### WHAT IS ASKED
Rewrite the rows below with every "cockpit canopy" changed to "landing gear" and nothing else altered. Leave the pictures out of your version.

### EXCERPTED RECORDS
◆ ◆ ◆

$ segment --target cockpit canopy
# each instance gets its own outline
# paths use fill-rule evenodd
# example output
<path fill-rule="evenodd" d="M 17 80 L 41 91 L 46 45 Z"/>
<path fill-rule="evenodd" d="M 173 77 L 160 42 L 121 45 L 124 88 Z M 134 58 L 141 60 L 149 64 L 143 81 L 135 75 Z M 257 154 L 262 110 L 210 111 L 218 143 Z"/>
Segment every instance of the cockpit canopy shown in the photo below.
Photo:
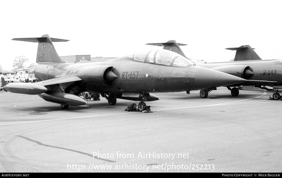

◆ ◆ ◆

### FINAL RESULT
$ segment --target landing gear
# each instance gets its own outline
# paths use fill-rule evenodd
# example output
<path fill-rule="evenodd" d="M 17 80 L 41 91 L 46 45 Z"/>
<path fill-rule="evenodd" d="M 173 77 L 160 42 L 121 45 L 124 88 Z M 134 58 L 141 60 L 149 64 L 143 81 L 135 75 Z M 257 154 L 262 110 L 210 111 L 218 143 Z"/>
Segment every instance of the landing gear shown in the photo below.
Photo:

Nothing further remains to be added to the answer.